> _REQUIRED WORK_:
Once you have read the entries, copy all of them exactly.

> _GIVEN DATA_:

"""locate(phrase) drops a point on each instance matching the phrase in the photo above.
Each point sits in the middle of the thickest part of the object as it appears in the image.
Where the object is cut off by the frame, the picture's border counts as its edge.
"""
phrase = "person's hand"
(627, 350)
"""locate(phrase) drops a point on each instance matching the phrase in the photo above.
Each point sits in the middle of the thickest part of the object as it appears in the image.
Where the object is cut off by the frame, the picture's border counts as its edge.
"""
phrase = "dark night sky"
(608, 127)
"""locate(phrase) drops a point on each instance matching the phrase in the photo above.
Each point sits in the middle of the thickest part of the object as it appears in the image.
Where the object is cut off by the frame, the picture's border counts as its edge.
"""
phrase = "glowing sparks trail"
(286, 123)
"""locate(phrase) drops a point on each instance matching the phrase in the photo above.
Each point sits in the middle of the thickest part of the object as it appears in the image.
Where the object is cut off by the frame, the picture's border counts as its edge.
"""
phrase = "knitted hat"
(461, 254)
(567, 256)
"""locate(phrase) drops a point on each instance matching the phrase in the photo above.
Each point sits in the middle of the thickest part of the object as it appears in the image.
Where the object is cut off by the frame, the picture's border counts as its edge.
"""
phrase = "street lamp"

> _RESPONSE TO THIS EXERCISE_:
"""locate(phrase) drops a point on each instance matching the phrase in the photo above.
Each point sits in the middle of the thickest part of the object as it appears in the image.
Where the object is cut off by the frame, the picture's border counts as its edge.
"""
phrase = "person's hand"
(627, 350)
"""locate(phrase) drops a point on each instance matching the phrase in the photo above.
Each point sits in the middle of the thickest part of the object as it appears in the image.
Where the object is cut off by the frame, the picture's border counts as its edge.
"""
phrase = "dark night sky"
(608, 127)
"""locate(phrase) drops a point on each instance matching the phrase in the photo above.
Each point sits in the middle of the thickest part of the object as it appears in the image.
Where the object is cut off by the frame, the picture's border counts as its edge.
"""
phrase = "glowing sparks trail"
(286, 123)
"""locate(phrase) drops a point on each instance matching the phrase in the photo above.
Each point sits in the middle of the thickest part of the object as it appears in the image.
Where the object is cut off by the frame, the picture's border counts as its edge.
"""
phrase = "knitted hat"
(461, 254)
(567, 256)
"""locate(phrase) drops a point on each instance matching the phrase in the photo above.
Each point sits in the middle of the thickest part of the object as it appears in the image.
Where the object is cut off by the frame, the picture's border counts as its edge.
"""
phrase = "street lamp"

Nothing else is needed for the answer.